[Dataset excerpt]
--- BEGIN ---
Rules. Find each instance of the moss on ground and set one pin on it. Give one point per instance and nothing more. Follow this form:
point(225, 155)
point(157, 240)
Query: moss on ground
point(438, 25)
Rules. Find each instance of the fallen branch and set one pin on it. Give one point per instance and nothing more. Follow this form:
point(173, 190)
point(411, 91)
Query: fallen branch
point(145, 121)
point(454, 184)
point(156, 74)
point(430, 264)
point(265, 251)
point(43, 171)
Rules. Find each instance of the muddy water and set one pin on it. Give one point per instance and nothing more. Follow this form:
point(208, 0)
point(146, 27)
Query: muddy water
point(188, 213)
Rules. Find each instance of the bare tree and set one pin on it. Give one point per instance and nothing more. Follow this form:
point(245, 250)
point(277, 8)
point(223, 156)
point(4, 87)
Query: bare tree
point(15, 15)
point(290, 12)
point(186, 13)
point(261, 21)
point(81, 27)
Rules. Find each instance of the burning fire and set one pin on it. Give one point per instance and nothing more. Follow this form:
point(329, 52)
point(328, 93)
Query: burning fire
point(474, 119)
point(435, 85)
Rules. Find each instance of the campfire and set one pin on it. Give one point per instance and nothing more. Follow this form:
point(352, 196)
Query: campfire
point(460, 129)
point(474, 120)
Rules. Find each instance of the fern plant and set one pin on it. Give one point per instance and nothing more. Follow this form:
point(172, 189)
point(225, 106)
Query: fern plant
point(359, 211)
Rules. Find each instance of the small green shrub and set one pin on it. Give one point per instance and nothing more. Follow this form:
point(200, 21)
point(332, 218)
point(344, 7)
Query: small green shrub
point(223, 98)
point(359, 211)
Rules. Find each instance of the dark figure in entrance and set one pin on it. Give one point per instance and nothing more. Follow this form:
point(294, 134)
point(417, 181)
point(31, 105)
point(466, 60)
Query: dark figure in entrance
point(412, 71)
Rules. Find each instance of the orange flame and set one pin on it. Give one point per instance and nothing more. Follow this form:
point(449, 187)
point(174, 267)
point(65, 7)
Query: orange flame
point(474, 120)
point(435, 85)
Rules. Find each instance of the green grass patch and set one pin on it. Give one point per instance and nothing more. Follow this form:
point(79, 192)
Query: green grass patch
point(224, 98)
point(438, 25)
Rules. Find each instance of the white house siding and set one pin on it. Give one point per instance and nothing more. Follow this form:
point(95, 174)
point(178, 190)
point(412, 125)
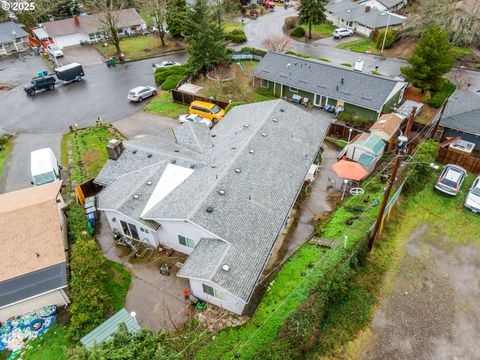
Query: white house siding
point(169, 230)
point(56, 297)
point(231, 302)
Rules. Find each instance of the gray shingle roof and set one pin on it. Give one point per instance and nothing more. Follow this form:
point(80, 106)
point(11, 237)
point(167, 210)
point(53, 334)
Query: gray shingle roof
point(7, 29)
point(273, 144)
point(317, 77)
point(463, 112)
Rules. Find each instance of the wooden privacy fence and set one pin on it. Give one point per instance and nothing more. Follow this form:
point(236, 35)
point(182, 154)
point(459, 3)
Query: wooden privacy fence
point(187, 98)
point(468, 162)
point(341, 131)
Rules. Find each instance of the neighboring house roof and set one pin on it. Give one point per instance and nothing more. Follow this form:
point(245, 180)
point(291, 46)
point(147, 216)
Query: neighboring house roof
point(386, 126)
point(9, 31)
point(357, 12)
point(32, 256)
point(318, 77)
point(272, 144)
point(91, 23)
point(109, 327)
point(462, 112)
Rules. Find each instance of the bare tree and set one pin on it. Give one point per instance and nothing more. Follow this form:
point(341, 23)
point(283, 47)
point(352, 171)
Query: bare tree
point(157, 9)
point(278, 43)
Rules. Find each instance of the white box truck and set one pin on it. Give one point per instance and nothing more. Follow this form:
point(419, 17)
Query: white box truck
point(44, 167)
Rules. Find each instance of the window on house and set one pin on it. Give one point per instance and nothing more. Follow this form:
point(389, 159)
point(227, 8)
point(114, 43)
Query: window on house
point(213, 292)
point(183, 240)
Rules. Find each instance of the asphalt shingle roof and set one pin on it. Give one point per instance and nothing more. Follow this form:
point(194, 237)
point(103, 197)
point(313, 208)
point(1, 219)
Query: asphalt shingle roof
point(7, 29)
point(250, 172)
point(463, 112)
point(317, 77)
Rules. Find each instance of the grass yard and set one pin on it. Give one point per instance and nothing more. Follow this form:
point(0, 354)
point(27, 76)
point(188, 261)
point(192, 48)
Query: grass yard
point(117, 283)
point(321, 30)
point(89, 151)
point(163, 105)
point(140, 47)
point(360, 45)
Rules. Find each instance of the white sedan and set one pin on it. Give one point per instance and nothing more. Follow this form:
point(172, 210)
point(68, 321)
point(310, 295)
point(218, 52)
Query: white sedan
point(140, 93)
point(194, 118)
point(472, 201)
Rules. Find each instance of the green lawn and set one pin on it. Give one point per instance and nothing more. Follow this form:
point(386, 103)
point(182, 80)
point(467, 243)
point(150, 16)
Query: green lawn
point(139, 47)
point(89, 151)
point(360, 45)
point(117, 283)
point(4, 155)
point(321, 30)
point(163, 105)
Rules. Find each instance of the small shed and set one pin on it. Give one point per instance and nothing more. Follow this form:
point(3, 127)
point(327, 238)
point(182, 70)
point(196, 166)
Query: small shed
point(109, 327)
point(366, 149)
point(387, 126)
point(406, 108)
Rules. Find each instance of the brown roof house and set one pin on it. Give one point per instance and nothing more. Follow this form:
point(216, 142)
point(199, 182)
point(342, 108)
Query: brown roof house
point(386, 127)
point(33, 242)
point(73, 31)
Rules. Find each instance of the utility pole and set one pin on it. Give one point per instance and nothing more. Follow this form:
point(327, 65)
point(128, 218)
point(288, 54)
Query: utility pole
point(401, 146)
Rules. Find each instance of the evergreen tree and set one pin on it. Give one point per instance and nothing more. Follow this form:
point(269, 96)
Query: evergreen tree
point(312, 12)
point(205, 40)
point(176, 17)
point(431, 59)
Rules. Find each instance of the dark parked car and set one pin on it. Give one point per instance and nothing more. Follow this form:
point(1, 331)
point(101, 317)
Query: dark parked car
point(451, 179)
point(40, 83)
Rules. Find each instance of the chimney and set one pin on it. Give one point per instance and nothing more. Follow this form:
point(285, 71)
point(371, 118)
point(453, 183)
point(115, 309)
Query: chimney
point(114, 149)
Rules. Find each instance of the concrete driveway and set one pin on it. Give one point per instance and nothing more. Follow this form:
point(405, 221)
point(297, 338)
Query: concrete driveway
point(85, 55)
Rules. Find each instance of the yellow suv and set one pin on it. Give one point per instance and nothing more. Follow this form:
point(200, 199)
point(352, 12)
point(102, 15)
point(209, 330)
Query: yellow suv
point(207, 110)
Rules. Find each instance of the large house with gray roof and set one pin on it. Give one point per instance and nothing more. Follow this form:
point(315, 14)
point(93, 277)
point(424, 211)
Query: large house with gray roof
point(363, 94)
point(221, 196)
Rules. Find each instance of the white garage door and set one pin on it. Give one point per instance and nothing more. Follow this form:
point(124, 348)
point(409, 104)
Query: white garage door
point(69, 40)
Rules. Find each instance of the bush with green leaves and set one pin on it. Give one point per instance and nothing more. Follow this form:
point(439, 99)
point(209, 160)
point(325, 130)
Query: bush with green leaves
point(298, 32)
point(389, 39)
point(445, 91)
point(419, 169)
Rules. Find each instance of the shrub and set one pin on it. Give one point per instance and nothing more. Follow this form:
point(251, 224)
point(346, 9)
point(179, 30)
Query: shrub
point(292, 22)
point(447, 89)
point(233, 104)
point(171, 82)
point(298, 32)
point(419, 170)
point(389, 40)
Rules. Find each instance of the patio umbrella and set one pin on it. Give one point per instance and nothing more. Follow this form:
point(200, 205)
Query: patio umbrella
point(349, 170)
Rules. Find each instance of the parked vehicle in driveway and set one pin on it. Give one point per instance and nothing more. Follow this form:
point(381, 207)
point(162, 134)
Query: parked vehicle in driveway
point(472, 201)
point(451, 179)
point(140, 93)
point(40, 83)
point(70, 72)
point(195, 119)
point(165, 63)
point(44, 167)
point(54, 50)
point(207, 110)
point(342, 32)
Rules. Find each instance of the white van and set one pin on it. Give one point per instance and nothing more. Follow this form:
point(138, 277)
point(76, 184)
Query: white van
point(44, 167)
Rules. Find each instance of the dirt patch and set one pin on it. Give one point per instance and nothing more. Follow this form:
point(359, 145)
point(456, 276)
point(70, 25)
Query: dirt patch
point(433, 311)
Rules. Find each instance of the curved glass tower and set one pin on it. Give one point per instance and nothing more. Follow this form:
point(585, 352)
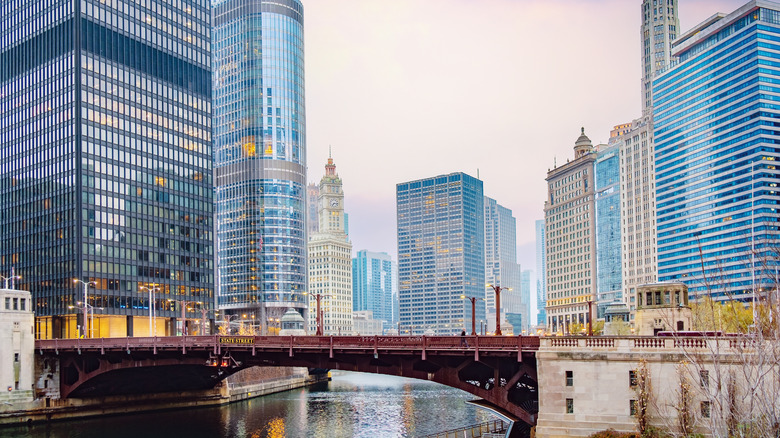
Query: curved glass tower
point(259, 159)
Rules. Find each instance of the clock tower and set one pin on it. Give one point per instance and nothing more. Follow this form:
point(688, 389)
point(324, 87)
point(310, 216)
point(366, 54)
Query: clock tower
point(331, 201)
point(330, 261)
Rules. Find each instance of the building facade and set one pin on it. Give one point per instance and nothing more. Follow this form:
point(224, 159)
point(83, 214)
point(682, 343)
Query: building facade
point(660, 25)
point(541, 274)
point(260, 158)
point(608, 239)
point(441, 255)
point(105, 163)
point(330, 260)
point(373, 282)
point(501, 267)
point(715, 155)
point(570, 233)
point(637, 206)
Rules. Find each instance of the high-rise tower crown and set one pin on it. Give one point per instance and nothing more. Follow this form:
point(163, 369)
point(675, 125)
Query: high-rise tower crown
point(583, 145)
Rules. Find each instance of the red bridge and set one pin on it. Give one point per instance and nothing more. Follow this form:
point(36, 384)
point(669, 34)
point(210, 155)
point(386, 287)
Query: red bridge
point(499, 369)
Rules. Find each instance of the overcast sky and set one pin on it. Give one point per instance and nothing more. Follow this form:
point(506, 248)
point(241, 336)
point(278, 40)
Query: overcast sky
point(408, 89)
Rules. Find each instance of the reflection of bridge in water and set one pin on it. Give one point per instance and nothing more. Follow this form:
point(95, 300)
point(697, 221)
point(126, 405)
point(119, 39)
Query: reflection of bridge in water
point(499, 369)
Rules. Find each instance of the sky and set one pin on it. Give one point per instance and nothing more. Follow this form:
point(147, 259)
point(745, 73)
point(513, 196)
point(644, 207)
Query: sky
point(401, 90)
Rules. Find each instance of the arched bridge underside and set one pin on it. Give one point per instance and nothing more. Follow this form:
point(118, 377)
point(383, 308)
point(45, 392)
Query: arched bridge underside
point(500, 370)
--- END ---
Written request: Please copy the lines of the records above word for word, starting at the line containing "Rules. Find each instance of the patio" and ending at the line containing "point(330, 261)", both included. Leave any pictures out of your copy.

Exercise response:
Rules. Find each instance of the patio umbrella and set one pin on it. Give one point per instance and nothing more. Follow this form:
point(200, 205)
Query: patio umbrella
point(349, 170)
Rules. Find each instance of the parked vehicle in driveway and set one pin on it. Give one point per instance and nothing more. Follow this form:
point(381, 207)
point(162, 134)
Query: parked vehicle in driveway
point(472, 201)
point(451, 179)
point(140, 93)
point(40, 83)
point(70, 72)
point(195, 119)
point(165, 63)
point(44, 167)
point(54, 50)
point(207, 110)
point(342, 32)
Rules. Find each instance of the white van and set one pin on it. Give one point per instance and nothing more. Follow this form:
point(138, 277)
point(76, 184)
Query: white van
point(44, 167)
Rules. Find each instance of the dirt patch and set one pin on it. Give one point per instance and nothing more. Follow this form:
point(359, 145)
point(456, 276)
point(70, 25)
Query: dirt patch
point(433, 311)
Rules. Find each instance of the curved glass tower and set one pin on it. Give one point per instance and nothing more. Follow this form:
point(585, 352)
Query: curved glass tower
point(259, 159)
Rules. Find each instance of the clock tower and set one pin on it. Give one point per instance and nothing more. Follow this form:
point(688, 389)
point(324, 87)
point(310, 216)
point(366, 54)
Query: clock tower
point(331, 201)
point(330, 261)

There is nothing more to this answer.